_WHAT IS NEEDED_
Find every line in the items that contains the word "wall" and copy each one in full. Case counts.

[Records]
——
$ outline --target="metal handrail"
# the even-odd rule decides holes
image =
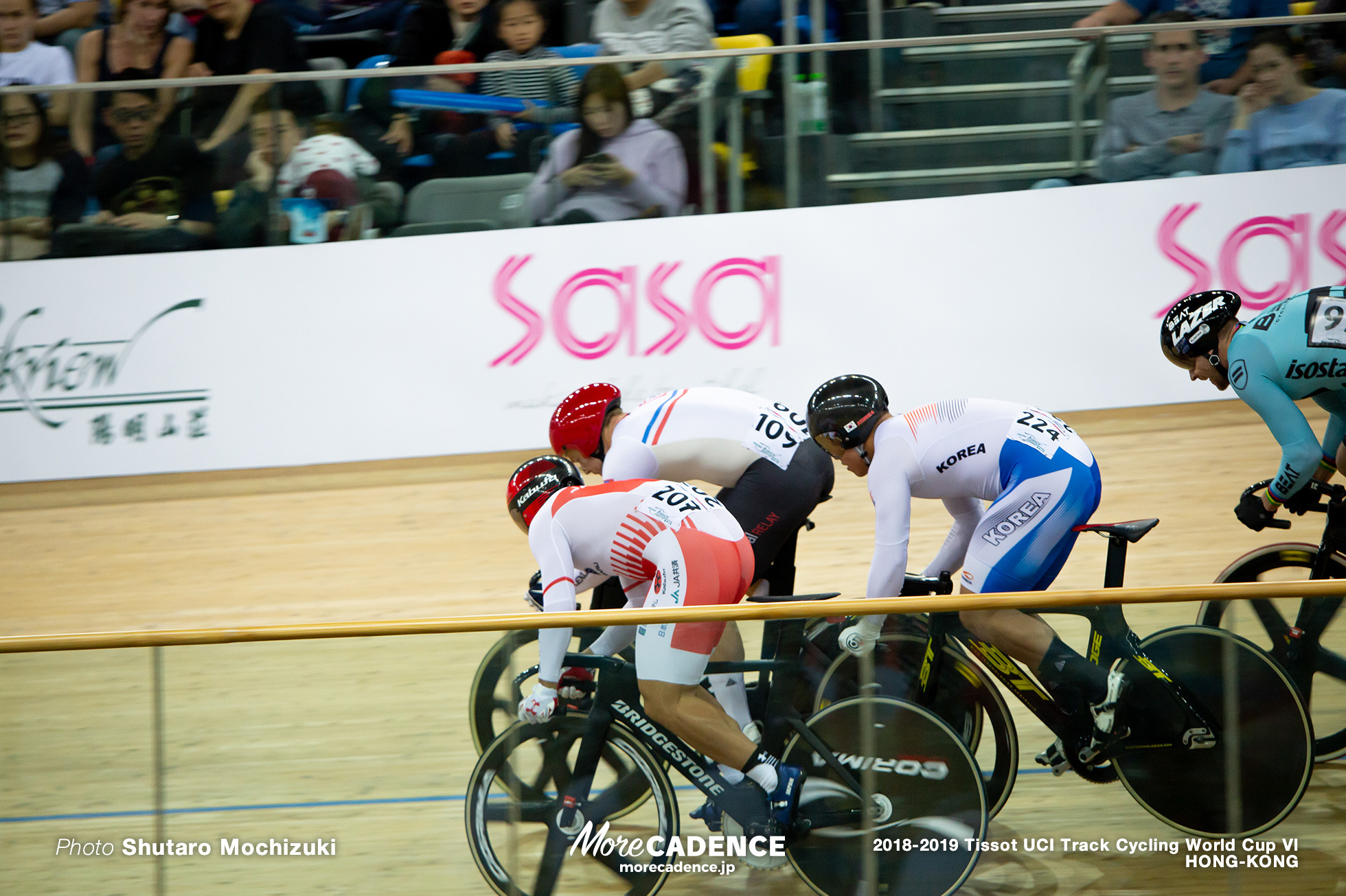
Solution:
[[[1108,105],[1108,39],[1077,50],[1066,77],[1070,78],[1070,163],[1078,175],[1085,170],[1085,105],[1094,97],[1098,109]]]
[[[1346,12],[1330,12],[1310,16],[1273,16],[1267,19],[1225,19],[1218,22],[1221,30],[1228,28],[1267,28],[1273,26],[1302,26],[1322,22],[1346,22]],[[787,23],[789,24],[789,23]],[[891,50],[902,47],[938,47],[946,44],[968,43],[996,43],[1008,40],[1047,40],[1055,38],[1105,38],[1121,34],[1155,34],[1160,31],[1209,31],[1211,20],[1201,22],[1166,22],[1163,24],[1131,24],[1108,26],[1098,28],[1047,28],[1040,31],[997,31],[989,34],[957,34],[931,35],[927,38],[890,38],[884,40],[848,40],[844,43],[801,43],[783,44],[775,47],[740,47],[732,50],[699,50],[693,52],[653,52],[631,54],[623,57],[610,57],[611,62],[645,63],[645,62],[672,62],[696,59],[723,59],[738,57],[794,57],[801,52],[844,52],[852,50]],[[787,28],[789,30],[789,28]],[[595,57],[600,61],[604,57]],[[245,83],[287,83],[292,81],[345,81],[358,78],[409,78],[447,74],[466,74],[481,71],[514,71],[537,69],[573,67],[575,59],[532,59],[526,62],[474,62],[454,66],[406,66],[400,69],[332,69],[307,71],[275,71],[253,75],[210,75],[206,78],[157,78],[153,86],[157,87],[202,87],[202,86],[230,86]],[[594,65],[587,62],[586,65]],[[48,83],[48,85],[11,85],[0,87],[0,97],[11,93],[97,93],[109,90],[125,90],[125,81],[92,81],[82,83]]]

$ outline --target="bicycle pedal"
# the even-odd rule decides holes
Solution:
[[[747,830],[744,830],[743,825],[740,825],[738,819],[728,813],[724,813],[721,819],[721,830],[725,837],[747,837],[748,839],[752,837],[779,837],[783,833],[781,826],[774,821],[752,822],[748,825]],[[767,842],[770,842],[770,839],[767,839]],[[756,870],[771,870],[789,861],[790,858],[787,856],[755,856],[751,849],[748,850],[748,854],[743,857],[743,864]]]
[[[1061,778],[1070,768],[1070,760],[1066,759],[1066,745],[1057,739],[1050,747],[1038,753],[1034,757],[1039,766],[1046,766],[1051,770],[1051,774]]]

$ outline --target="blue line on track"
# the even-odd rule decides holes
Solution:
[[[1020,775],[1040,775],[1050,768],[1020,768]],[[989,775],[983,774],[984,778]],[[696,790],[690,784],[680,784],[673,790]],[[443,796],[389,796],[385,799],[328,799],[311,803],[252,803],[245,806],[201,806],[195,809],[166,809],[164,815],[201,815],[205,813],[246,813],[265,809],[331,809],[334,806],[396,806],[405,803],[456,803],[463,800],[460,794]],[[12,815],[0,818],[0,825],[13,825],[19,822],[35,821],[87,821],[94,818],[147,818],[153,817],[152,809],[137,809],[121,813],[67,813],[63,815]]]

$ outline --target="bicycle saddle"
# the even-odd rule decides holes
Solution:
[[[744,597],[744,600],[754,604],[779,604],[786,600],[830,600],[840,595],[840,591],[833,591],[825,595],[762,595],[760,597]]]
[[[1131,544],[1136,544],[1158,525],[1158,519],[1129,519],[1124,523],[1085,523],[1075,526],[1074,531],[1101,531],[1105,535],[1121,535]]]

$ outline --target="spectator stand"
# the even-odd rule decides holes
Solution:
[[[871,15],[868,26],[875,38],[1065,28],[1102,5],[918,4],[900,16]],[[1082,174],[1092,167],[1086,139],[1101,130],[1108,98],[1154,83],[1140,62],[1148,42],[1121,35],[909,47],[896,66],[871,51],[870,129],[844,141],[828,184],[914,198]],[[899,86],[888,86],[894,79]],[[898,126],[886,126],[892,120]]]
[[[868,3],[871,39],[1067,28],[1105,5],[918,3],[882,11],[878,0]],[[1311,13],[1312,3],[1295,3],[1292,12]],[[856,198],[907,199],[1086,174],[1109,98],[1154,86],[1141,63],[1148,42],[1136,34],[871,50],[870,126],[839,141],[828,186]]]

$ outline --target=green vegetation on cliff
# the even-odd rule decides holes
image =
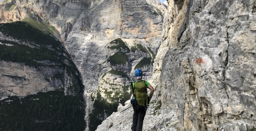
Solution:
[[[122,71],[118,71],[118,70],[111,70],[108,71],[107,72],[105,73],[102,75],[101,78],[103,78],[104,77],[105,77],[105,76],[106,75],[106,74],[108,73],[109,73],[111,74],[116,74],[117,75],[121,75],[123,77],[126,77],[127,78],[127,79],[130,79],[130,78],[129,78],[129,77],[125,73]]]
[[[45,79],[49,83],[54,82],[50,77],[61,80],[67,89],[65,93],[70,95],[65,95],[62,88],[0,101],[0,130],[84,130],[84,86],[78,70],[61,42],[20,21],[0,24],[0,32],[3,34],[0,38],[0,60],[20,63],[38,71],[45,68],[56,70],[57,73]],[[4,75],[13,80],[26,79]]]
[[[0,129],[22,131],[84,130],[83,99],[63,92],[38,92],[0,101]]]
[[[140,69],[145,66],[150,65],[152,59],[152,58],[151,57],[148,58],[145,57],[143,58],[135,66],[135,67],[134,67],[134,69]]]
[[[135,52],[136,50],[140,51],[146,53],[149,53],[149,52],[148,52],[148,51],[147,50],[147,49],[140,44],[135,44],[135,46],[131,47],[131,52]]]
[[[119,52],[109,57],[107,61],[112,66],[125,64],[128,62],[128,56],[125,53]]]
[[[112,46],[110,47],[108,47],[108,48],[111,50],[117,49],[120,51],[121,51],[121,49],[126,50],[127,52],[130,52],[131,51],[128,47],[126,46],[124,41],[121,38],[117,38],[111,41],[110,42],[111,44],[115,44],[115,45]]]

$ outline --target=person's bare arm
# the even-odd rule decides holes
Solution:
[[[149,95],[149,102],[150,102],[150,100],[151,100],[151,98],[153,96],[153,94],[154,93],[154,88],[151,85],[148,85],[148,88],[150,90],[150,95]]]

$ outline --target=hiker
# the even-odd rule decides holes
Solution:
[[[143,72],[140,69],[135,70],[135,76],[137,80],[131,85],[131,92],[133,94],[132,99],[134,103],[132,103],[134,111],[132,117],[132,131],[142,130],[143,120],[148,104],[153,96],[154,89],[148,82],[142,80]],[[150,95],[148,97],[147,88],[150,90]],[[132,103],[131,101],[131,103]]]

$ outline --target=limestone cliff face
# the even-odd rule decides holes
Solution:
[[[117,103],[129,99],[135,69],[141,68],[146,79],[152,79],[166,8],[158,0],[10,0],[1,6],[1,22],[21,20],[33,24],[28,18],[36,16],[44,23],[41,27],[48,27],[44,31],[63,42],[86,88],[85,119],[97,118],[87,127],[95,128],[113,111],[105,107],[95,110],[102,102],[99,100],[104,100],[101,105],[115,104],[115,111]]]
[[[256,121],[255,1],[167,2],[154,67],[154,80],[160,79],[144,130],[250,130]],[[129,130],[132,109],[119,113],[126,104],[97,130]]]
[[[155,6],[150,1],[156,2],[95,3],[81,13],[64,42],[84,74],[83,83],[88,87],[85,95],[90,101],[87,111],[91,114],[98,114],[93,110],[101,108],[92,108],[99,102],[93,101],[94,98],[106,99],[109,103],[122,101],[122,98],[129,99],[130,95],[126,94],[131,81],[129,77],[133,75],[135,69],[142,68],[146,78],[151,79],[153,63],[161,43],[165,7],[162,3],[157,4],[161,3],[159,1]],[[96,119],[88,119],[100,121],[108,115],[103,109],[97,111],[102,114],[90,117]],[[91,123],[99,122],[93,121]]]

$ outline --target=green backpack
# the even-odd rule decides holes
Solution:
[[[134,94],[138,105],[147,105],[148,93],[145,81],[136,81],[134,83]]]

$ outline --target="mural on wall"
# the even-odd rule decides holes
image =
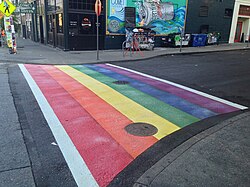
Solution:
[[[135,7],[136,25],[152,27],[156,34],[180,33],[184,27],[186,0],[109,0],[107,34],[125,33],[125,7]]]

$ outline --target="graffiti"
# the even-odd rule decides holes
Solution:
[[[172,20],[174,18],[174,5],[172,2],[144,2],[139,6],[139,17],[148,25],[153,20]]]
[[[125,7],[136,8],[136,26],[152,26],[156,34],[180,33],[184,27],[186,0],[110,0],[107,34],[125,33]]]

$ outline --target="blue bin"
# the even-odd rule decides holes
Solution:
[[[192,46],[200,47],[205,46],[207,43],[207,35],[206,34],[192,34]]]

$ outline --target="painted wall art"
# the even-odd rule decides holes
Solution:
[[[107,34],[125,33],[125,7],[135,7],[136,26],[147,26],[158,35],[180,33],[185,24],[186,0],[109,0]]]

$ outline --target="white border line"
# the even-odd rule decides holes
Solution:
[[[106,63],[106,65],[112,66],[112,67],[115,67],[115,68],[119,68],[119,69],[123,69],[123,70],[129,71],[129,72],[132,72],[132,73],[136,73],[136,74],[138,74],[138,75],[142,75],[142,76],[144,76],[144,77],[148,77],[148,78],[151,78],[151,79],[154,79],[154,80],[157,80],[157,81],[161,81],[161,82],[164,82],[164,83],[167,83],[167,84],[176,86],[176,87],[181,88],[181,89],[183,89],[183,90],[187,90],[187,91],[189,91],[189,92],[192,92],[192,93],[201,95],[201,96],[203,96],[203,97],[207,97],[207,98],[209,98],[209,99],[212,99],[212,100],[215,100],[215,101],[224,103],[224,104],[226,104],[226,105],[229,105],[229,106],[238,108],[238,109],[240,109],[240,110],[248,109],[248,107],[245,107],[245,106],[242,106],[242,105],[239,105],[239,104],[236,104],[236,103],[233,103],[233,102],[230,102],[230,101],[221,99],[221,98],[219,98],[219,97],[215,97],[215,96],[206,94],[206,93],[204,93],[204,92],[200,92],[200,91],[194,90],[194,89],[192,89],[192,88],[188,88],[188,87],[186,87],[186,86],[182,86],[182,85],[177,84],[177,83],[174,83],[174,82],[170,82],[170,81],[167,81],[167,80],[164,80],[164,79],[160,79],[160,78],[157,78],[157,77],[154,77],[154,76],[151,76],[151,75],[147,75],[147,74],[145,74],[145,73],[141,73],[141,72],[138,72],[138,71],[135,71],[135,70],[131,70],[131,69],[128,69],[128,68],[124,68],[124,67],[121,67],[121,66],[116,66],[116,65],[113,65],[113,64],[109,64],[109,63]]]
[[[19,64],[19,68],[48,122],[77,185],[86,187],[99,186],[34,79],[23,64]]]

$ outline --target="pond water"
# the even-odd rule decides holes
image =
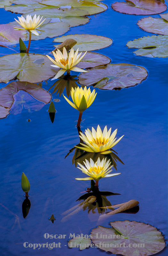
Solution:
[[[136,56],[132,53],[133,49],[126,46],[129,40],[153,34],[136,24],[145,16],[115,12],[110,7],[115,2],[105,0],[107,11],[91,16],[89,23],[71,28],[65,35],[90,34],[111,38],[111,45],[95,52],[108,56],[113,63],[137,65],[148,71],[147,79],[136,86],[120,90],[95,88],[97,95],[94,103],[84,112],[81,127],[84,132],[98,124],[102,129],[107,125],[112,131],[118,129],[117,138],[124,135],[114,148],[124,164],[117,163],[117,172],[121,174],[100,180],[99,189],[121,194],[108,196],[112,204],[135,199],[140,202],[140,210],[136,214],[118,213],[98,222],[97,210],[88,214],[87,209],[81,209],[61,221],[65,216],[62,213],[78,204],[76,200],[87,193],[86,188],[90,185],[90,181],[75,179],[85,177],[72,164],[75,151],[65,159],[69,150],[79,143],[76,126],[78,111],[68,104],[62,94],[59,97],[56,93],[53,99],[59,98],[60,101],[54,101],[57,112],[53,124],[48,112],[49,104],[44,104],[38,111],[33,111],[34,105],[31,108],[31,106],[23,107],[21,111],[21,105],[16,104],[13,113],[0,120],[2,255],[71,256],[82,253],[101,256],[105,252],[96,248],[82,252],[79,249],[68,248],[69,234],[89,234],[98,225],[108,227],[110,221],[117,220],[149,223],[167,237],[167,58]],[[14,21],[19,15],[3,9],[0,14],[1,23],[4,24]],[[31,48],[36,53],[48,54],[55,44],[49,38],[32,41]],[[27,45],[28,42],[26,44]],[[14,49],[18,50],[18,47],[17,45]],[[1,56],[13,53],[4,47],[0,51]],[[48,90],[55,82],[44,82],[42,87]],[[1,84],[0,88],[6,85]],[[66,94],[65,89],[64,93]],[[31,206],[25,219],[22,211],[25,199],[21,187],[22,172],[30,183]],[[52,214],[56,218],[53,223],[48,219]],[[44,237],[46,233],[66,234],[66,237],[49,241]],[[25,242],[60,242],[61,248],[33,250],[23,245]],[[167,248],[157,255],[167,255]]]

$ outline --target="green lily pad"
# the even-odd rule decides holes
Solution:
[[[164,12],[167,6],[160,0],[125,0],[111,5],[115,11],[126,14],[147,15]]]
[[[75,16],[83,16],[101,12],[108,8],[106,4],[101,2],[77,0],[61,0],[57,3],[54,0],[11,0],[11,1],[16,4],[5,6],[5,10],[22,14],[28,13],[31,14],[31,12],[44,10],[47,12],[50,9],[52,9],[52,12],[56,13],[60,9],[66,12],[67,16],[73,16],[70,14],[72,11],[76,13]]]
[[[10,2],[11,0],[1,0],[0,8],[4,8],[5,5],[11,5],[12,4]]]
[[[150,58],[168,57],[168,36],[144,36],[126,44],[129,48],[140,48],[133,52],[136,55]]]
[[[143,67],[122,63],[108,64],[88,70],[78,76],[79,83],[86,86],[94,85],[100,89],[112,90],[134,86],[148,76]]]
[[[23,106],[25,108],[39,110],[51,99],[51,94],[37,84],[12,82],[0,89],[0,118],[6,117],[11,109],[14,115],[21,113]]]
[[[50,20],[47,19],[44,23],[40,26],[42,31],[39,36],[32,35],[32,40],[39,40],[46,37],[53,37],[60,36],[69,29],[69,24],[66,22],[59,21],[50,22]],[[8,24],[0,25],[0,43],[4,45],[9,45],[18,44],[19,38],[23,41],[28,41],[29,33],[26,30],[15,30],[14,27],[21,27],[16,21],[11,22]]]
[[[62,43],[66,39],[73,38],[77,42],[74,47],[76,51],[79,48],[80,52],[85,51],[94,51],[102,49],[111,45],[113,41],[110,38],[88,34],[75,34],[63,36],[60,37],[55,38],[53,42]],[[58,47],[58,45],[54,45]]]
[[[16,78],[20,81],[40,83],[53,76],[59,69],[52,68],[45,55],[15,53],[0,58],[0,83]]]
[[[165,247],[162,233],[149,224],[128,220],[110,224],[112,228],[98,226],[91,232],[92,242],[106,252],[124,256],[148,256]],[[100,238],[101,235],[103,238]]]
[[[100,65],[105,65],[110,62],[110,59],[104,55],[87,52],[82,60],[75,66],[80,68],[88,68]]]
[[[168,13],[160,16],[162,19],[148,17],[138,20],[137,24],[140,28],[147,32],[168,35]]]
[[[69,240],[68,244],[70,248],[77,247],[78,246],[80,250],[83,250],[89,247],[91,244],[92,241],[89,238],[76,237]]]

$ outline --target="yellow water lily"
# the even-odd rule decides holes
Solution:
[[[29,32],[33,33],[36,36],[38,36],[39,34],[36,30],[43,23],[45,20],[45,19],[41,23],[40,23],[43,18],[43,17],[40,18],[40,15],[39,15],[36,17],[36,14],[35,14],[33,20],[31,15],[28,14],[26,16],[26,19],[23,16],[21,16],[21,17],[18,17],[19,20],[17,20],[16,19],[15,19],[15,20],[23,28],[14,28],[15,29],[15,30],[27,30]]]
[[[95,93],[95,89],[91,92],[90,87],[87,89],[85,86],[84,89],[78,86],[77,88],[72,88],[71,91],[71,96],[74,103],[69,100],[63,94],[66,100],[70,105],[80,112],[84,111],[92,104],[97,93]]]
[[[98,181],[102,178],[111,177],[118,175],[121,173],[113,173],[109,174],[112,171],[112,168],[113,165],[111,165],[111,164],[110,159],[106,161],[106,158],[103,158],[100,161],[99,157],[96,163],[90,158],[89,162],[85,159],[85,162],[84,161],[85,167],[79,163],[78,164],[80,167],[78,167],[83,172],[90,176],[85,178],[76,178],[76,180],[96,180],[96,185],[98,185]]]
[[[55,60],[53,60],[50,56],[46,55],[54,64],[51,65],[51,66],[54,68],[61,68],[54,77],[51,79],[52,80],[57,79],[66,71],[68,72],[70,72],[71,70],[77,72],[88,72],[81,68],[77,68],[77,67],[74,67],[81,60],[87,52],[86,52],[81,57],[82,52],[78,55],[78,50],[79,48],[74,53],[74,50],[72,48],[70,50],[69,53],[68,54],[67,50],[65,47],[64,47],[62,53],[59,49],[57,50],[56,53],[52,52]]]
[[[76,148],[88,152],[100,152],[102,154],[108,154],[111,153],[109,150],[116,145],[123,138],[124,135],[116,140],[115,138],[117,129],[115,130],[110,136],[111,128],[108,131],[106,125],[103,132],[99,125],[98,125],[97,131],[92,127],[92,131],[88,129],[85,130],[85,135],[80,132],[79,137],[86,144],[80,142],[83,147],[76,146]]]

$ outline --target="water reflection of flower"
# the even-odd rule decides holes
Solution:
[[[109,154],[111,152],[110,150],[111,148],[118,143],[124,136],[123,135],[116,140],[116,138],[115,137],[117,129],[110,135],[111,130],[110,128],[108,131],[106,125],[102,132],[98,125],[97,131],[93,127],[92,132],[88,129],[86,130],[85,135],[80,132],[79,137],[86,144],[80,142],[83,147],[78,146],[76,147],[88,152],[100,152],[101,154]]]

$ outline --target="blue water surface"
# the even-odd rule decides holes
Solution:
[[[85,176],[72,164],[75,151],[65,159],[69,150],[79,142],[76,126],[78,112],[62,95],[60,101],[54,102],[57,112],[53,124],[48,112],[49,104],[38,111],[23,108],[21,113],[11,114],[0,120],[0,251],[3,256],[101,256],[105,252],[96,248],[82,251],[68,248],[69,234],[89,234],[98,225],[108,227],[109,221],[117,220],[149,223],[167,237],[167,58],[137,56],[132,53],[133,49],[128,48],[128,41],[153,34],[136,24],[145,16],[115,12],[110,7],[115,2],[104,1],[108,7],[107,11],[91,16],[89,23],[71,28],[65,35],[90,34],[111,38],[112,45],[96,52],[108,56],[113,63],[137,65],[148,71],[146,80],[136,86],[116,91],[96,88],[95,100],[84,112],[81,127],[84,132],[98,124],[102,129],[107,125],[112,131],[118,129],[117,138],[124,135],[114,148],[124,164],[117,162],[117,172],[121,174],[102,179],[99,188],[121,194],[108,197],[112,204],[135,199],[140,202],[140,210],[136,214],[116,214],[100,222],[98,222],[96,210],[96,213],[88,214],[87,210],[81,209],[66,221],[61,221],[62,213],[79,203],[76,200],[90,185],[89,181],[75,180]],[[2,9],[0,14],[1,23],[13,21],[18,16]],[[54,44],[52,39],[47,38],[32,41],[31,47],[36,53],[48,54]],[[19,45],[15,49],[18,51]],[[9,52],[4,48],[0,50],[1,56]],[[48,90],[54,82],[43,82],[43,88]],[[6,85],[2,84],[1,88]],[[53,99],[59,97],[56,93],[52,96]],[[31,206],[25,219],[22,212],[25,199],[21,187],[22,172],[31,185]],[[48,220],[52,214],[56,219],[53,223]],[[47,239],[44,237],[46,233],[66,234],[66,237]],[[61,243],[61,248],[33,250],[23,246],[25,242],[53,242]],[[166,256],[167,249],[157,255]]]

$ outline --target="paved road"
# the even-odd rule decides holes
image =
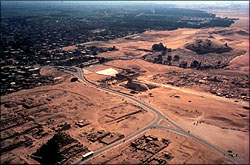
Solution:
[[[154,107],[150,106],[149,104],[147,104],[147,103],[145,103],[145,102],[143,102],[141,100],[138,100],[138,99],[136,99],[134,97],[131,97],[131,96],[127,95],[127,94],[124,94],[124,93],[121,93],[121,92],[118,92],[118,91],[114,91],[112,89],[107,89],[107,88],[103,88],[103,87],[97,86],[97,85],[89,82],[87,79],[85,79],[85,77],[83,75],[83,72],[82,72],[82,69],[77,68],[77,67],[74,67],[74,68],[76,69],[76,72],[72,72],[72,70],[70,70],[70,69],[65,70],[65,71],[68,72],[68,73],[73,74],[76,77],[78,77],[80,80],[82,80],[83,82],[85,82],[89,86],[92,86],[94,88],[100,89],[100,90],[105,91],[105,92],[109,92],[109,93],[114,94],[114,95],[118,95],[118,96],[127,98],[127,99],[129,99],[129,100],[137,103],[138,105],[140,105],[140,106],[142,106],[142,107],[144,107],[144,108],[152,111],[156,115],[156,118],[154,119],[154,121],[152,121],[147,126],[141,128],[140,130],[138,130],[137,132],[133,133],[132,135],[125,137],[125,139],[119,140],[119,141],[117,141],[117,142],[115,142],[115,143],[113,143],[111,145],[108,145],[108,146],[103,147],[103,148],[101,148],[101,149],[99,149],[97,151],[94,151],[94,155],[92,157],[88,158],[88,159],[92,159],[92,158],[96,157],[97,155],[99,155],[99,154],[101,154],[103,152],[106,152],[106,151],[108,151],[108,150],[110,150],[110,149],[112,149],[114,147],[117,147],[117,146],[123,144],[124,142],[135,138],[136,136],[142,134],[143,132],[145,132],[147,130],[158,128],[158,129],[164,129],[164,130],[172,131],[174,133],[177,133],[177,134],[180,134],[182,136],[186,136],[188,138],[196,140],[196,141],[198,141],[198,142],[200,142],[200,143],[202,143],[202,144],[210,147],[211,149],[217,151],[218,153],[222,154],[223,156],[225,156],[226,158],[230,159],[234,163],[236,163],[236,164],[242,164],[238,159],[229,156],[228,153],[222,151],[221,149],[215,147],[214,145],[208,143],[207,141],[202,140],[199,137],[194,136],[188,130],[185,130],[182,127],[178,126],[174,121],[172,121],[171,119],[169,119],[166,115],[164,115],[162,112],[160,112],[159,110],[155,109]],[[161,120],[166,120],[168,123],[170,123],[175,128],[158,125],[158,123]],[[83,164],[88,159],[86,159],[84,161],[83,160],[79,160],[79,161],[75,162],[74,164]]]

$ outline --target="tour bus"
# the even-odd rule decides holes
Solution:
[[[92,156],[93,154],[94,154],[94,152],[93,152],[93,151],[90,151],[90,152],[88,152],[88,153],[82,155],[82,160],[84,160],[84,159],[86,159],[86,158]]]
——
_FINISHED EXERCISE_
$ outline --target="mural on wall"
$ outline --target="painted wall art"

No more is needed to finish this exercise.